Top of Document text

Across all studies included in this review, effectiveness and safety data were only available for treatments administered in the 2 L setting after 1 L CDK4/6i treatment. No studies were identified that reported outcomes for patients treated in the third-line setting or beyond after 1 L CDK4/6i treatment. All 18 studies reported effectiveness outcomes in 2 L, with only two of these studies also describing 2 L safety outcomes. The distribution of outcomes reported in these studies is provided in Table S4 . Studies varied in their reporting of outcomes for 2 L treatments; some studies reported outcomes for a group of 2 L treatments while others described independent outcomes for specific 2 L treatments (i.e., everolimus, fulvestrant, or chemotherapy agents such as eribulin mesylate) [ 42 , 45 , 50 , 54 , 55 ]. Due to the heterogeneity in treatment classes reported in these studies, this data was categorized (as described below) to align with the guidelines provided by NCCN and ESMO [ 15 , 16 ]. The treatment class categorizations for the purpose of this review are: single-agent ET (patients who exclusively received a single-agent ET after 1 L CDK4/6i treatment), mTORi ± ET (patients who exclusively received an mTORi with or without ET after 1 L CDK4/6i treatment), mix of ET and/or mTORi (patients who may have received only ET, only mTORi, and/or both treatments but the studies in this group lacked sufficient information to categorize these patients in the “single-agent ET” or “mTOR ± ET” categories), and chemotherapy (patients who exclusively received chemotherapy after 1 L CDK4/6i treatment). Despite ESMO and NCCN guidelines indicating that limited evidence exists to support rechallenge with CDK4/6i after 1 L CDK4/6i treatment [ 15 , 16 ], two studies reported outcomes for this treatment approach. Data for such patients were categorized as “ CDK4/6i ± ET ” as it was unclear how many patients receiving CDK4/6i rechallenge received concurrent ET. All other patient groups that lacked sufficient information or did not report outcome/safety data independently (i.e., grouped patients with mixed treatments) to categorize as one of the treatment classes described above were grouped as “ other ”.

Bottom of Document text

## Task requirements
1: Answer these questions using the review passage on treatment after first-line CDK4/6i:
(a) How many studies reported effectiveness outcomes in the 2 L setting?
(b) How many of those studies also described 2 L safety outcomes?
(c) What category label was given to patients who were rechallenged with CDK4/6i?
2: Write the next paragraph of the review passage on treatment after first-line CDK4/6i, picking up right after its last sentence.

Top of Stored data

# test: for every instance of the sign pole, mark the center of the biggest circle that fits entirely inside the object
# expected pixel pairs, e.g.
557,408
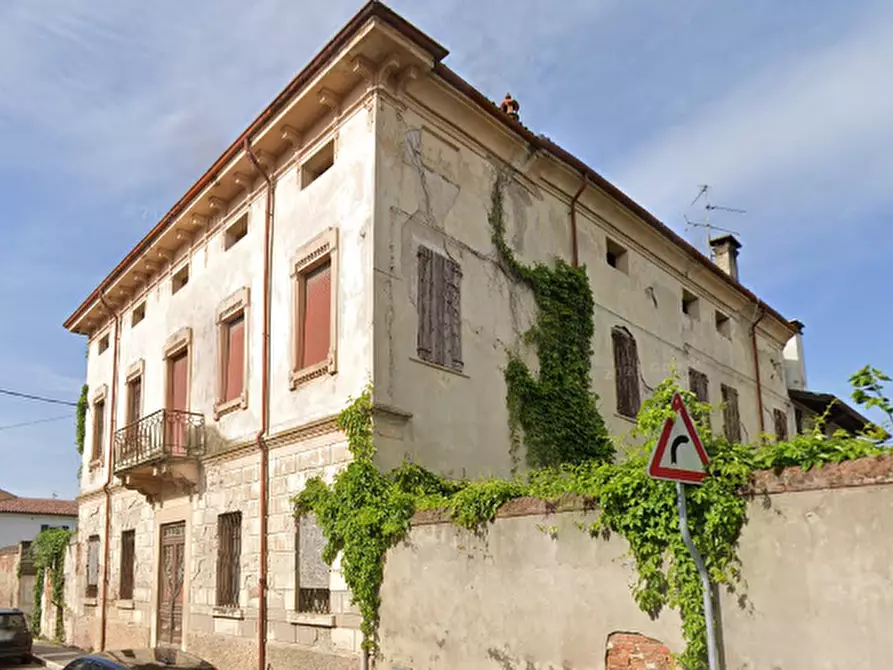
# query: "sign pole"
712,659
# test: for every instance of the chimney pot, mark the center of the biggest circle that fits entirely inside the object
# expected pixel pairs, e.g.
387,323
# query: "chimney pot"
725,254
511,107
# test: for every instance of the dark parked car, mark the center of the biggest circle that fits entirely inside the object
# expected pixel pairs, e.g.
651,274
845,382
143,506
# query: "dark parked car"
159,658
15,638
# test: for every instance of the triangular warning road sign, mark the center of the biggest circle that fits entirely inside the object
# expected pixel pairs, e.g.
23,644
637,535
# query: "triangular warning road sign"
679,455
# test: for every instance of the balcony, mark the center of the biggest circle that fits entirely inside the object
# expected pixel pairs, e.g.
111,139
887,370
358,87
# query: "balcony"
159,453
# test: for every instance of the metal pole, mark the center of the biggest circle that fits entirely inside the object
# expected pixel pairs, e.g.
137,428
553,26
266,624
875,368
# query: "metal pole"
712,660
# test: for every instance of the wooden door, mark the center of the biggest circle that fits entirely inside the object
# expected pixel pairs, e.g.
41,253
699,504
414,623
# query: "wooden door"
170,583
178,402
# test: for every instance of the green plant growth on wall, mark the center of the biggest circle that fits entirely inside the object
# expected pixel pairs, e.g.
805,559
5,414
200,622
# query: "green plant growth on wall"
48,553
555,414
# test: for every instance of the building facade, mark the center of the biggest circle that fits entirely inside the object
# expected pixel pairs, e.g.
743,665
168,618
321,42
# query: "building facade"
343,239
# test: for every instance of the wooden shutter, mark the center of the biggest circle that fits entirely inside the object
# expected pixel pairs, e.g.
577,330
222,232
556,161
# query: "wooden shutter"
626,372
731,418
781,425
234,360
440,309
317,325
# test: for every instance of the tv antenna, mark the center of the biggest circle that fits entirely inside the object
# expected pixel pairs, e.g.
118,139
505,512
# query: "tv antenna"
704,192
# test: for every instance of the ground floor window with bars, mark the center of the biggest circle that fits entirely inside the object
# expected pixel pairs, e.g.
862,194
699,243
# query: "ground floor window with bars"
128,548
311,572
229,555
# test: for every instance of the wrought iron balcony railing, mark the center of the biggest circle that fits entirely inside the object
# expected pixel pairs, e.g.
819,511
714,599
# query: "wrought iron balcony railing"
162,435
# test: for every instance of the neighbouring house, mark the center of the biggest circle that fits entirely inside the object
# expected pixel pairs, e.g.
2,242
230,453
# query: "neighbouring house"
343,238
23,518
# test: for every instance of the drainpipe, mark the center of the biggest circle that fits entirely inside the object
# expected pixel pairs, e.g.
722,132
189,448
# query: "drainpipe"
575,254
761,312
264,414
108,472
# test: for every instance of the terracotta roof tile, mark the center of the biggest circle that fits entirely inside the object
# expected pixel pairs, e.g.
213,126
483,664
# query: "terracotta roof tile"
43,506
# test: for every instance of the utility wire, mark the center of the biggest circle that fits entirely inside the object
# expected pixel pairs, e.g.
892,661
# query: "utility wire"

Bottom of Stored data
Top of Stored data

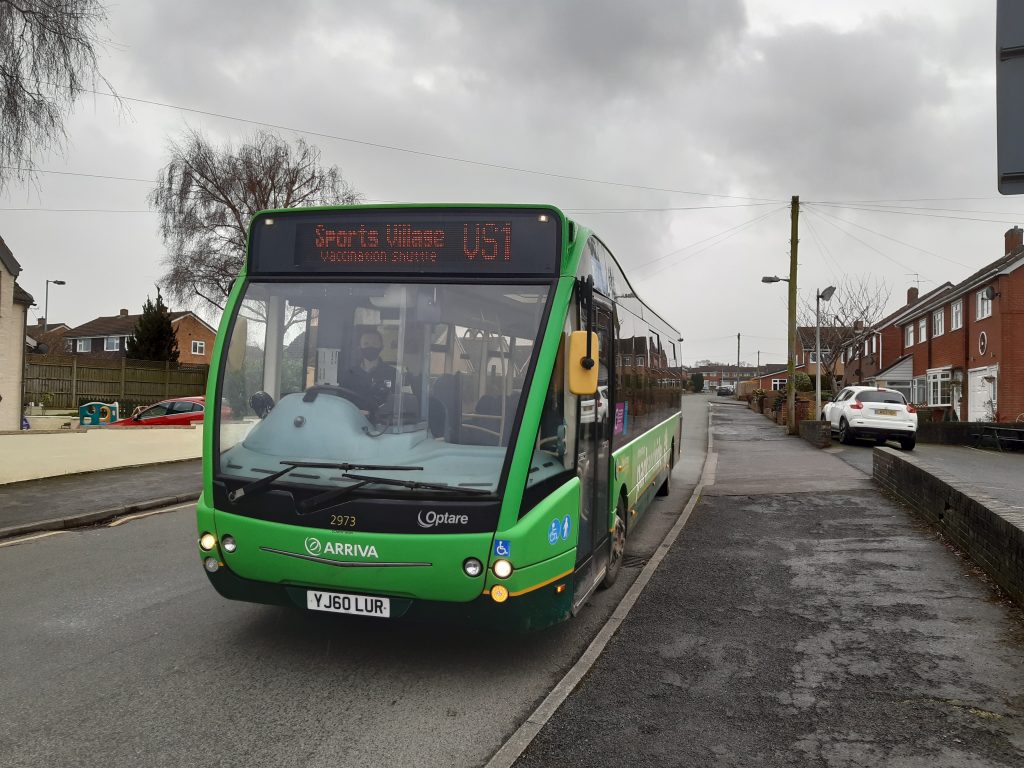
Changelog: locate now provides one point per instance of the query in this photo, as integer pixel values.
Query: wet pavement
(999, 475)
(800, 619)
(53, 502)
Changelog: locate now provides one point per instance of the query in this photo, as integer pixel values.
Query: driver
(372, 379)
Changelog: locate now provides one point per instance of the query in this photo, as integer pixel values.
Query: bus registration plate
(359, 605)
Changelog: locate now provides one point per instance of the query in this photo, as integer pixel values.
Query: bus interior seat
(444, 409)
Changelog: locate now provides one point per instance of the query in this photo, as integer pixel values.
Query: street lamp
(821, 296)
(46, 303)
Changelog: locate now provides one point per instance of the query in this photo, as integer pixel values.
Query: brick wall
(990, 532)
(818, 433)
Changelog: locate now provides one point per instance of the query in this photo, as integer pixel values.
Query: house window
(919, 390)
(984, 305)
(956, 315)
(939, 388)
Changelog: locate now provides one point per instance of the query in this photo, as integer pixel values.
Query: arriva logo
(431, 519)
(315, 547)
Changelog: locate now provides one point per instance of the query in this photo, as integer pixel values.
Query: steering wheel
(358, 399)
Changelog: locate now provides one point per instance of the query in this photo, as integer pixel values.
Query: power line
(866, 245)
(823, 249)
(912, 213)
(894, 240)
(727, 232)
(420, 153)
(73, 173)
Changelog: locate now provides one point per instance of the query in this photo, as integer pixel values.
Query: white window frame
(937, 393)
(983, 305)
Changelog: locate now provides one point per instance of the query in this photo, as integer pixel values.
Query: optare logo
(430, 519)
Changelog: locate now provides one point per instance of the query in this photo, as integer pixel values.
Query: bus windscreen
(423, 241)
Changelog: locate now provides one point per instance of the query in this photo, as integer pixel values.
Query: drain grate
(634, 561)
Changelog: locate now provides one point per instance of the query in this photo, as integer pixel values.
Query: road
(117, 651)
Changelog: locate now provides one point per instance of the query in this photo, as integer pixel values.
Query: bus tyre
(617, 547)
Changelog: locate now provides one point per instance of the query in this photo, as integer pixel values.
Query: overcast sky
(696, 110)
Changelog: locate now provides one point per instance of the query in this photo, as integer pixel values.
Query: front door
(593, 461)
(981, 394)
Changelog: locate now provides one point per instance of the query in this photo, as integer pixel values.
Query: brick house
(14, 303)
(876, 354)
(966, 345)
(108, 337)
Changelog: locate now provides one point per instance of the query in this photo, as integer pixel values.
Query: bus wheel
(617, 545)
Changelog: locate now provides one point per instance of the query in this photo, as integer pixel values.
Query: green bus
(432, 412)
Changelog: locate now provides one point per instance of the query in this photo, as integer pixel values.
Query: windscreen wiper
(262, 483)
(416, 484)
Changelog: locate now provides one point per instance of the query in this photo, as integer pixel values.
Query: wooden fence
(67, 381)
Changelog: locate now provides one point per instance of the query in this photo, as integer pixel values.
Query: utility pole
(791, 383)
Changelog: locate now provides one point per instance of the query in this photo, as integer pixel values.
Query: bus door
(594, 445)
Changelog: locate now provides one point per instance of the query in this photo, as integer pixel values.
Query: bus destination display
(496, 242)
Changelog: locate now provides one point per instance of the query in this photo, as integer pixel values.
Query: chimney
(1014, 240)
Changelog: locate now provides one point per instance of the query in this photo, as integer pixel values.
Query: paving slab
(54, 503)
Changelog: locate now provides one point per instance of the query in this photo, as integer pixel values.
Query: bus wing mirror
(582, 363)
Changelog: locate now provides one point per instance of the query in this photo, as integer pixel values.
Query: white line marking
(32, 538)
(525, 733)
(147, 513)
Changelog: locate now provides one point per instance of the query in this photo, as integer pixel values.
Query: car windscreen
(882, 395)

Bottom of Stored data

## Answers for this exercise
1:
(a) 18
(b) Two
(c) "CDK4/6i ± ET"

2:
The majority of studies reported effectiveness outcomes for endocrine-based therapy after 1 L CDK4/6i treatment; five studies for single-agent ET, six studies for mTORi ± ET, and three studies for a mix of ET and/or mTORi (Fig.  2 ). Eleven studies reported effectiveness outcomes for chemotherapy after 1 L CDK4/6i treatment, and only two studies reported effectiveness outcomes for CDK4/6i rechallenge ± ET. Eight studies that described effectiveness outcomes were grouped into the “other” category. Safety data was only reported in two studies: one study evaluating the chemotherapy agent eribulin mesylate and one evaluating the mTORi everolimus.

Effectiveness outcomes

Real-world progression-free survival

Median rwPFS was described in 13 studies (Tables  2 and Table S5 ). Across the 13 studies, the median rwPFS ranged from 2.5 months [ 49 ] to 17.3 months [ 39 ]. Out of the 13 studies reporting median rwPFS, 10 studies reported median rwPFS for a 2 L treatment recommended by ESMO and NCCN guidelines, which ranged from 2.5 months [ 49 ] to 9.7 months [ 45 ].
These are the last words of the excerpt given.